▶ Work to be completed: Quote all entries exactly, leaving pictures aside.

▶ Excerpts of pointing data:
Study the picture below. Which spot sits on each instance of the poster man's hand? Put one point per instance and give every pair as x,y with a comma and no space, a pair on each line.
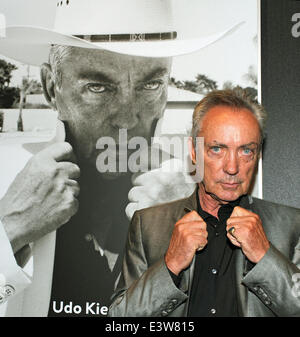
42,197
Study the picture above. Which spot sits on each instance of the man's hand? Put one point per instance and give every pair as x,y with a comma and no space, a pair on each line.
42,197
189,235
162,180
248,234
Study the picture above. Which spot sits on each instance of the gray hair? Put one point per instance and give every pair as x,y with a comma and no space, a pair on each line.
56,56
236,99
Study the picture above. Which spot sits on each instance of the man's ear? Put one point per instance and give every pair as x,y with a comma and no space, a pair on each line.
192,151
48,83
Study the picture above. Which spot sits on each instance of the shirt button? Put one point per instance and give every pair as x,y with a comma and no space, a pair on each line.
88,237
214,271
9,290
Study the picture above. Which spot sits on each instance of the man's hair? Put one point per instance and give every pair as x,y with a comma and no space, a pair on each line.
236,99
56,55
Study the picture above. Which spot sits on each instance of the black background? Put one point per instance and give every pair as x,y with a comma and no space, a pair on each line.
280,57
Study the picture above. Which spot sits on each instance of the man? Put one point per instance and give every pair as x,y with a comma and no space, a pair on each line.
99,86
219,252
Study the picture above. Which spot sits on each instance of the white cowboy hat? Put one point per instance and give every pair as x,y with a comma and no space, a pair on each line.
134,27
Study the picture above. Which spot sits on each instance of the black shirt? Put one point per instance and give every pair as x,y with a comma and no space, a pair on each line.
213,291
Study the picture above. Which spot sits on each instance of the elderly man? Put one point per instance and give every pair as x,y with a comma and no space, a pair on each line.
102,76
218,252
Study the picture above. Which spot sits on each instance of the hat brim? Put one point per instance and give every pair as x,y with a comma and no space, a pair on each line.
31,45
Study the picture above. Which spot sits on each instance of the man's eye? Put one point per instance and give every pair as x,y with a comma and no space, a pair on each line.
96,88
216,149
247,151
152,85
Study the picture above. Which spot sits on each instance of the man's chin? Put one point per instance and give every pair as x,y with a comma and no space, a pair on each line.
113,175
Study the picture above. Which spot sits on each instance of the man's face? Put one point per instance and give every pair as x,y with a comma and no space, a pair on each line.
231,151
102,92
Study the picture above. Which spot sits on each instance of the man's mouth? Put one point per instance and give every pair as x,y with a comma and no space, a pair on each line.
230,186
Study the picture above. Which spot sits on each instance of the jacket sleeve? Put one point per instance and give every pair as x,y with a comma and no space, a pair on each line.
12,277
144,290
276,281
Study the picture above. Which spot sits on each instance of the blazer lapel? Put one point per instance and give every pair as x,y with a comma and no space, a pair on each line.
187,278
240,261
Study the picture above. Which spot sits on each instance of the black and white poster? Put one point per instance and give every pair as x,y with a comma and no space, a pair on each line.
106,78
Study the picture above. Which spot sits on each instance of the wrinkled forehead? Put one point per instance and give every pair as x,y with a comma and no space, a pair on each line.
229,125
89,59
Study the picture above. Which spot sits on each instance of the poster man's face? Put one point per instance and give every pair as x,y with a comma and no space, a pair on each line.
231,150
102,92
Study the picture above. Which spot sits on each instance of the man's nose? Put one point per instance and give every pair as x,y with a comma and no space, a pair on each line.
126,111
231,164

▶ Full output:
Study the picture below. Which spot sits on each instance of the poster man's hand? Put one point per instance and give every pair as x,y with a comma and no space, a pair on each line.
42,197
Study the picture above. Which spot sits on each instance of the man's hand? Put one point per instance and give every pair as x,y with a comma and no space, a pair on each line.
42,197
189,235
162,180
248,234
Study the picture above. Which spot sits on each instance of the gray hair? Put one point per instance and give every pair as x,y with a comma and no space, a pair on each line.
56,56
236,99
Study the picture above. Which spot sits on each instance of the man's ear? Put one point per instance and give every pair as x,y with a comma and no space, a pair on each line.
192,151
48,83
Study the picture above. Which spot sits on each instance of the shirt button? Put one point per instance and give every pair as x,y with a comma and no space, a pair on each line.
88,237
214,271
9,290
Study the picture above. Which spot sits on each instance of the man's hair? Put one point per instance and give every pair as x,y with a comma and no space, a pair on each line.
236,99
56,55
Study the picture above. Which spot sits on each instance of the black background? Put one point per instance and give every pair as x,y with a comma and no space, a pair on each line.
280,57
Study the picture above. Which spot sits on each instance of the man? Put one point per instance and give every pair as x,y with a comma and no space, a pair on each line.
99,86
219,252
Study the picture above. Which spot sits on each instance of the white cowboy hat? Put one point per instance and give every pair as x,y with a comma and no space, a pair on each line.
134,27
Study the picture above. Which spot sits on each instance of the black shirt? Put one point per instance and give every pair as x,y with a comma and no space, a pair on each line.
213,291
Study the picture above. Which spot sits on each instance of the elderly man? Put one point per instance and give every pair as x,y with a comma and no space, a pair on each line.
102,76
218,252
Study the picture above. Which spot sits on each instance of the hat brim? Put one point per instance and give every pair as x,y with a comma and no space, a pair on each line.
31,45
Study the picture above. Which spot sits on each instance of the man's eye? Put one point per instance and give every pair as x,y with a comma and no space, a pair on each line.
96,88
216,149
247,151
152,85
Study the picture above. Which spot sits on each instance of the man's chin? Put one point per instance and give every pair as x,y with a comma and no space, a pair on each line.
113,175
Study the picture above. Which spot sits on each instance of the man's face? Put one point per instance and give every pair as x,y with a comma and no space, a pair on each line.
231,151
102,92
Study the picture above. Which spot sits on each instance of the man's mouth? Put one point per instance and give every pair as x,y with a comma and no space, a pair on each line.
230,186
Study the picture above. Which spot sits on each instance of the jacket sleeve? Put one point per instance and give every pair as x,y with a comma and no space, a pair on each line.
12,277
144,290
276,281
Study the picture above. Which spot sits on each instance of the blazer lapel? Put one point per instance and give every pair as x,y with a comma and no space, a pair on each line.
187,278
240,261
Study the picture above. Which spot sits on each instance of the black and white poster? Put one point per instance and give every pair as x,y with a comma and no space, a pair on each line.
106,78
Study the picture above. Which spot sits on each instance of the wrinkled forehead? Put one point per instance and give every pair as x,y with a comma and no space, a pair on each line.
229,125
89,59
Study the picture above. Which spot sits on each instance of the poster man's face? Put one point per instance and give every pair as x,y with a comma and no space, a pair on each line.
231,150
102,92
Study the picture above. Which spot sits on each instance of the man's nose? Put one point per instance and give every pair as x,y with a comma and no space, a pair on each line.
126,111
231,164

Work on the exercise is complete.